--- START OF RECORDS FOR THIS EXERCISE ---

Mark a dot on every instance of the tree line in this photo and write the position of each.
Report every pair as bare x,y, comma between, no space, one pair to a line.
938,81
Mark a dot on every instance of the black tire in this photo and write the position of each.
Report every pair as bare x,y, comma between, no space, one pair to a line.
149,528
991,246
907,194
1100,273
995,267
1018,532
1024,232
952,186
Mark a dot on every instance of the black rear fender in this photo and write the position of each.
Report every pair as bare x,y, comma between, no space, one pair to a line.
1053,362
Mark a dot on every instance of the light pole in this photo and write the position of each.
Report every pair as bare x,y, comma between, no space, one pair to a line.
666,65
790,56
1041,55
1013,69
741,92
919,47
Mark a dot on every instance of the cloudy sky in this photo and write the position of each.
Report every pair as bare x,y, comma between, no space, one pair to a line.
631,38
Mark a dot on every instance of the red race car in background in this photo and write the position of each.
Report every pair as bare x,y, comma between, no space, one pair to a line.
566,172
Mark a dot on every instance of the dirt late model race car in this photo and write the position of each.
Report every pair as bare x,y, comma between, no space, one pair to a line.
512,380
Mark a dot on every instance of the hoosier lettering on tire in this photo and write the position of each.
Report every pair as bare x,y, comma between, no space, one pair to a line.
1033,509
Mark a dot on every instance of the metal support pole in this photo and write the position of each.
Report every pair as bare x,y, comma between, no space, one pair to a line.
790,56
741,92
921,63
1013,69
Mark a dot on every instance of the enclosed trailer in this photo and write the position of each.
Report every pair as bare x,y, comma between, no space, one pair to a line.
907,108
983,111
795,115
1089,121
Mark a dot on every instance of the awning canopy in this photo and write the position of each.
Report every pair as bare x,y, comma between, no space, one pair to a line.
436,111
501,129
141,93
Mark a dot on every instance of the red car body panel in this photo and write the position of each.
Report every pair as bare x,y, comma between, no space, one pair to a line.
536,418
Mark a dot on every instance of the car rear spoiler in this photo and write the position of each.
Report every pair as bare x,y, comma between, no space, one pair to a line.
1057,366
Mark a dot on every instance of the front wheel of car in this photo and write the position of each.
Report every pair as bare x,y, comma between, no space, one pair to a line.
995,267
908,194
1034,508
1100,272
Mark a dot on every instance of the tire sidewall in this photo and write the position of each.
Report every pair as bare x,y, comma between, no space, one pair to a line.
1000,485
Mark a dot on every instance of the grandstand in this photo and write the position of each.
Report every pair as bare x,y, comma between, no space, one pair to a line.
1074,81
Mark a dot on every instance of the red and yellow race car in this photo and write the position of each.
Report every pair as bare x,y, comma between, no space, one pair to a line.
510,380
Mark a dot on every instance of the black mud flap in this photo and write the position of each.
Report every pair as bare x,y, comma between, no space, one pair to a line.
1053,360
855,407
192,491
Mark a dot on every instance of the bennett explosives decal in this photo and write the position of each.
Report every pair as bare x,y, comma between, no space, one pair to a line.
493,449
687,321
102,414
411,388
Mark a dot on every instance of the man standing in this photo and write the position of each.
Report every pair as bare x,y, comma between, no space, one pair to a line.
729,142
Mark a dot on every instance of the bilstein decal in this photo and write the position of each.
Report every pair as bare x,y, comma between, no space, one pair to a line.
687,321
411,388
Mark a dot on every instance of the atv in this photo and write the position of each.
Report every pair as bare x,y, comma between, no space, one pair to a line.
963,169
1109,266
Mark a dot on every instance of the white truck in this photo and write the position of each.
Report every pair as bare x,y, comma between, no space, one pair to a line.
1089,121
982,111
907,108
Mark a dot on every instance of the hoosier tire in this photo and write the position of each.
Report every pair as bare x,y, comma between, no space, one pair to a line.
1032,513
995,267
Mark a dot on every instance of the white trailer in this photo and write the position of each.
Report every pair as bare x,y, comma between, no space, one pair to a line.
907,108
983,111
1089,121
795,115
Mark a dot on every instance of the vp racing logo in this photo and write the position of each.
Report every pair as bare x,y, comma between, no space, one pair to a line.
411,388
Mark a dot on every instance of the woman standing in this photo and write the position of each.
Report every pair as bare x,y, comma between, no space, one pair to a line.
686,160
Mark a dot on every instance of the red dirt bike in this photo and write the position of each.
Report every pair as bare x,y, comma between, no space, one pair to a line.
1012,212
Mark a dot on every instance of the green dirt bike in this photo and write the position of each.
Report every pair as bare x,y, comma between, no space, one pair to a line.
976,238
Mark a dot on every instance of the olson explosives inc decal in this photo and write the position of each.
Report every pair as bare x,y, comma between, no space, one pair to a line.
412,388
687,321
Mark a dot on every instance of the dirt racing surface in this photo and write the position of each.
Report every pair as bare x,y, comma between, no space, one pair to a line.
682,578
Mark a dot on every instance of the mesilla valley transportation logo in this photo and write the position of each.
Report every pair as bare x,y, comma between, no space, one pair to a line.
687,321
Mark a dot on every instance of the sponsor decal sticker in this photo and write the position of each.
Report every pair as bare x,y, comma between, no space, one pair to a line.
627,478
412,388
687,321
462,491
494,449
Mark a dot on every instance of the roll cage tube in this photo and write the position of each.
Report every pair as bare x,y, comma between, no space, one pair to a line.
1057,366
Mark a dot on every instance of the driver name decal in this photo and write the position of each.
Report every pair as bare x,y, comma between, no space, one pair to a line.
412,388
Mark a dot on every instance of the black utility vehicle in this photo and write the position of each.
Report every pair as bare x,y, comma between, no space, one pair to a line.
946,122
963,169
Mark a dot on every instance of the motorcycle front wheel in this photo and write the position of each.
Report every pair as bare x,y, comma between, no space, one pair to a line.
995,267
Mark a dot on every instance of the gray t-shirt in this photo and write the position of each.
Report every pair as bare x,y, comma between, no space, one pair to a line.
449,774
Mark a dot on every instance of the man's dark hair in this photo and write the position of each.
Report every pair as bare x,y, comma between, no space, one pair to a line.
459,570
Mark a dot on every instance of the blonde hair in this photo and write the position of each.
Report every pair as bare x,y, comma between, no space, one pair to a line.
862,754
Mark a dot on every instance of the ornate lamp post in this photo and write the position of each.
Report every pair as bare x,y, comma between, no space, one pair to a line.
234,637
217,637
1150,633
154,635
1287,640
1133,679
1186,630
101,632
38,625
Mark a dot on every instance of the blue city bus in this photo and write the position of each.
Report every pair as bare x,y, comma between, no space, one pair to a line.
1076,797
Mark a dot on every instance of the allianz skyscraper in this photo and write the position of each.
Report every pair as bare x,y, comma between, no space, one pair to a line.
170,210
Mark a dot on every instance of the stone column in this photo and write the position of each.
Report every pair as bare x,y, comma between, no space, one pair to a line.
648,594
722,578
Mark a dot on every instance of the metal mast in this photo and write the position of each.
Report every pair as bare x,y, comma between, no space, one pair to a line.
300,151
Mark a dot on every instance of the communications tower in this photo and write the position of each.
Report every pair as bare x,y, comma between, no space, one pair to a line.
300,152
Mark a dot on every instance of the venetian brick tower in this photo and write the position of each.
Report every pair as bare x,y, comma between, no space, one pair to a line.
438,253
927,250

--- END OF RECORDS FOR THIS EXERCISE ---

▸ **GOAL OF THE EXERCISE**
Print every line of the records exactly. Omit nothing.

▸ **SOLVED PROBLEM**
Mark a dot on every instance of the tree line in this photo and write the position of each.
Report every pair as bare x,y, comma between, no space, one pair to a line.
938,81
Mark a dot on every instance of the black tire in this photo and write the position of each.
Report every pair as bare x,y, comma between, no space, one pair to a line.
149,528
991,246
907,194
1100,273
995,267
1018,532
1024,232
952,186
Mark a dot on every instance of the black rear fender in this photo and write the position of each.
Report every pair as bare x,y, comma between, no space, one pair to a line.
1053,362
Mark a dot on every instance of the light pole in this photo and write the position of each.
Report every pair as bare x,y, comma between, no space, one pair to a line.
666,65
790,56
1041,55
1013,69
741,92
919,47
Mark a dot on every instance of the cloudy sky in this photo and write the position of each.
Report every pair as bare x,y, comma between, no space, one pair to a line.
631,38
Mark a dot on every instance of the red race car in background in this photo and write the position of each.
Report every pair as bare x,y, comma between, no space, one pair to a line.
566,172
Mark a dot on every instance of the dirt late model race car in this photo and write the position of each.
Report every pair as bare x,y, comma between, no space, one pair to a line.
512,380
Mark a dot on every instance of the hoosier lettering on tire in this photo and write the position of each.
Report every pair as bare x,y, comma between, no space, one pair to a line.
1033,509
Mark a dot on every instance of the metal support pole in this photo and write the position of each.
Report every pair as bare x,y, comma between, no space, one pair to a line.
790,56
741,92
921,63
1013,69
Mark a dot on every instance of the enclosed trailer in this photo and write the position of each.
Report every pair as bare x,y, comma between, no space, one pair to a line.
907,108
983,111
795,115
1089,121
Mark a dot on every instance of the awning canopy in this photo and write the position of each.
Report every pair as bare x,y, comma between, no space, one pair to a line.
436,111
501,129
141,93
Mark a dot on every instance of the red car body panel in this photo and write the position of each.
Report every pair as bare x,y, comma between, no space, one pair to a line.
536,418
Mark a dot on every instance of the car rear spoiler in this photo and write the position of each.
Report every pair as bare x,y, comma between, no space, one pair to a line.
1057,366
Mark a dot on every instance of the front wheel of car in this photo and write the position of each.
Report every pair as bare x,y, comma between, no space, one pair to a line.
995,267
908,194
1034,508
1100,272
Mark a dot on every instance of the tire sidewall in this photo and write the position of each.
Report every pair as bare x,y, comma between, no space, one pair to a line.
1000,485
Mark a dot on every instance of the grandstand in this photo and write the position of each.
Report every pair as bare x,y, comma between, no space, one pair to a line.
1074,81
Mark a dot on every instance of the red and yellow race car in this photo and write the position of each.
Report every pair as bare x,y, comma between, no space, one pair to a line.
510,380
Mark a dot on every instance of the black mud flap in this photo and write the position of each.
Report every pair as bare x,y, comma between, no space, one pair to a line.
1053,360
855,407
192,491
Mark a dot on every instance of the bennett explosives decal in this photo and write the position of each.
Report every pair as bare x,y, comma between, no space, one pair to a line.
493,449
687,321
102,414
411,388
Mark a dot on every instance of the man standing in this photo and write the position of each.
Report every pair as bare x,y, comma between, no space, one pair to a line.
729,142
Mark a dot on every instance of the bilstein decal in this photo and write the position of each.
Report every pair as bare x,y, comma between, no space, one pair to a line.
687,321
411,388
Mark a dot on every instance of the atv in this photo and write the position of each.
Report every pair as bare x,y, comma between, no space, one pair to a line.
963,169
1109,266
Mark a dot on every instance of the white truck in this photo and write the position of each.
Report every pair as bare x,y, comma between, no space, one pair to a line.
1089,121
982,111
907,108
Mark a dot on every instance of the hoosier tire in this photo and write the position of each.
Report every pair as bare x,y, comma between, no space, one pair to a line.
1032,513
995,267
Mark a dot on every instance of the white trailer in this photo and write the position of each.
Report every pair as bare x,y, comma between, no space, one pair to a line.
907,108
983,111
1089,121
795,115
Mark a dot on every instance of the vp racing logo in this photo and write the position of each.
Report every pair as bare x,y, comma between, no space, one pair to a line.
411,388
Mark a dot on every instance of the woman standing in this photo and write the position of each.
Report every pair as bare x,y, comma between, no space, one pair to a line.
686,160
Mark a dot on every instance of the red dirt bike in this photo and write the position of each.
Report every pair as bare x,y, comma between, no space, one pair to a line.
1012,212
Mark a dot on every instance of the green dirt bike in this photo and write the position of each.
Report every pair as bare x,y, comma between, no space, one pair to a line.
976,238
Mark a dot on every instance of the olson explosives inc decal in this photo and write the position of each.
Report every pair as bare x,y, comma between, no space, one pair to a line.
412,388
687,321
Mark a dot on every instance of the dirt racing surface in this photo and write the position of each.
Report every pair as bare x,y, comma between, no space, one pair to a line.
682,578
Mark a dot on every instance of the mesilla valley transportation logo in this photo and write the position of each.
Report every pair as bare x,y, comma between, no space, one pair to a line.
687,321
Mark a dot on every instance of the sponsor decal sticker in this photo and write the position of each.
Report every pair as bare x,y, comma between, no space, one pair to a line.
627,478
412,388
687,321
462,491
494,449
Mark a dot on every instance of the roll cage tube in this photo and write the position of each.
Report every pair as bare x,y, comma between, no space, one pair to a line.
1057,366
Mark a dot on every instance of the driver name decal in this photo and write the position of each.
Report every pair as bare x,y, comma between, no space, one pair to a line.
412,388
Mark a dot on every instance of the black utility vehicle in this photo and write the position of each.
Report every pair as bare x,y, comma between, no space, one pair to a line.
946,122
963,169
Mark a dot on every instance of the motorcycle front wheel in this photo and write the position of each.
Report every pair as bare x,y, comma between, no space, one pair to a line.
995,267
Mark a dot on every instance of the gray t-shirt in this photo and write the position of each.
Report every pair as bare x,y, comma between, no space, one pair to a line.
449,774
Mark a dot on every instance of the man's dark hair in this photo and write the position of each.
Report every pair as bare x,y, comma between, no space, one pair to a line.
459,570
Mark a dot on every instance of the blonde hair in this photo and write the position of each.
Report every pair as bare x,y, comma between, no space, one pair to a line.
862,754
Mark a dot on every instance of the ornate lamp post in this photo and write the position of each.
Report every pair as bare x,y, comma between, no space, one pair to a line.
234,637
217,637
1150,633
154,635
1287,640
1133,679
1186,630
101,632
38,625
Mark a dot on every instance of the blue city bus in this photo and write the position of each.
Report every pair as bare x,y, comma between, no space, one pair to a line.
1076,797
Mark a dot on every instance of the allianz skyscraper in this photo and write the position of each.
Report every pair as bare x,y, comma between, no space, one pair to a line.
170,210
Mark a dot on every instance of the stone column in this photo and write the position of each.
Report every pair as bare x,y, comma between, no space, one pair to a line.
648,594
722,578
Mark a dot on every instance of the metal mast in this photo and write the position of each.
Report every pair as bare x,y, comma between, no space, one pair to a line.
300,151
Mark a dot on every instance of the communications tower in this photo and write the position of each.
Report every pair as bare x,y, comma between, no space, one pair to a line.
300,152
Mark a dot on every instance of the venetian brick tower in this photo and write the position of each.
Report every pair as bare x,y, comma between, no space, one pair to a line.
438,253
927,250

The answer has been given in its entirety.